Every line of the data below should be retyped exactly, with no images carried over.

────────────────

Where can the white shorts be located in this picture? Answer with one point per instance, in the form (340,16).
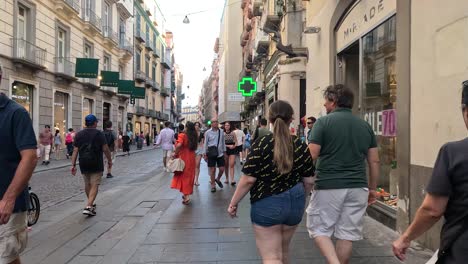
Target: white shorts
(13,237)
(167,153)
(337,212)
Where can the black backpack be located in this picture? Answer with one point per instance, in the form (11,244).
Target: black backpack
(110,139)
(88,155)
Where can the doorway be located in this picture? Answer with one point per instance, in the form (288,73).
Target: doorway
(348,71)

────────────────

## [Reply to the exercise]
Where can the white shorts be located in this picture? Answer with one point per instance, in the form (340,16).
Target: white shorts
(13,237)
(167,153)
(337,212)
Where can the black backpack be located in this picture? Answer with one point per instance, in the form (11,244).
Target: black backpack
(110,139)
(88,155)
Where can the doorway be located in this picture? Answer with one point per instance, in the form (288,73).
Target: doorway
(348,71)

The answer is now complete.